DOCUMENT EXCERPT:
-- Begin --
It was the Archbishop’s doorstep that proved to be both ‘the stone that the builders rejected’ (Matthew 21.42) and a ‘stumbling block to many’ (1 Corinthians 1.23) – quite literally: as the Hall was dedicated, the vicar confessed that the stone the Archbishop had laid as an entrance stone now supported the kitchen sink: ‘it had proved to be an obstacle in its original place’, the vicar explained.

Our lessons today (Malachi 3:1-4,Hebrews 2:14-18Luke 2:22-40) remind us that our faith is not always a bright ‘light for revelation to the Gentiles and for glory to God’s people’, but that it sometimes can be a stumbling block, can be ‘a sign that will be opposed’, as our Gospel reading puts it (Luke 2.32, 34). They encourage us to place our hope in the One who was rejected by many, Jesus Christ, and to become ambassadors of that hope. And they give us the example of two faithful people, Simeon and Anna, as signs of that longing, and proclamation.

‘Master, now you are dismissing your servant in peace’, Simeon prays holding the infant Jesus in his arms, we heard in our Gospel reading (Luke 2.19). Simeon has become old while waiting for the promised Saviour. Now he can contentedly take his leave, in the certain knowledge that the Saviour has come among his people. Simeon, we read in our Gospel reading, was looking forward to ‘the consolation of Israel’ Luke 2.25). The commentators tell us that this term was used to describe the coming of the Messiah, picking up the prophet Isaiah’s rallying cry to the exiled people of God in Babylon: ‘Comfort, comfort, my people’ (Isaiah 40.1). Simeon had spent a lifetime longing for that promised hope. Now at last salvation is at hand, not only for his own people, but for all nations who seek to share in the hope of the Messiah. Now, at last, he can go home to God, can ‘depart in peace’.
-- End --
OBJECTIVE: In the sermon excerpt, what did the vicar say now supported the kitchen sink? These items come from a separate source.

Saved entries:
-- Begin --
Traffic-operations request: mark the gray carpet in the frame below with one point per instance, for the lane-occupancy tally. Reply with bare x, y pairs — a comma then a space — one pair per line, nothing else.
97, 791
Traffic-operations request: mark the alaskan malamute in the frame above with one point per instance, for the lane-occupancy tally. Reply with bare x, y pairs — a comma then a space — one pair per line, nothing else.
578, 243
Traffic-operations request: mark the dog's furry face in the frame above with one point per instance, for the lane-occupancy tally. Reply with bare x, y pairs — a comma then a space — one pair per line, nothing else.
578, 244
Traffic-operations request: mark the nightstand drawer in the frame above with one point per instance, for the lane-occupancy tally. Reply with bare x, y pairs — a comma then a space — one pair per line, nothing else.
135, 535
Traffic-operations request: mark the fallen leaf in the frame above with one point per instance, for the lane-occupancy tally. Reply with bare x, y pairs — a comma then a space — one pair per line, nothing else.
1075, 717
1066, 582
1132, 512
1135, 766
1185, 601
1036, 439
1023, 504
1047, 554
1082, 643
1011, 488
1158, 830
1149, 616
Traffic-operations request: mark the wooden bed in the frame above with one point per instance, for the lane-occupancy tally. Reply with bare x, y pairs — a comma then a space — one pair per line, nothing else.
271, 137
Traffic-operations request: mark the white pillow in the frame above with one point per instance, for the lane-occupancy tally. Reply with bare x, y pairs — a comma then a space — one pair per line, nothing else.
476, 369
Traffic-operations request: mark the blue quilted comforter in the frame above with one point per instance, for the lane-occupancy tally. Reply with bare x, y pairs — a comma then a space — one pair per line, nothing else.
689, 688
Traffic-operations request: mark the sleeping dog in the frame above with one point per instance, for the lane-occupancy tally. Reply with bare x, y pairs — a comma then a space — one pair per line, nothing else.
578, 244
-- End --
TASK SOLUTION: The stone the Archbishop had laid as an entrance stone.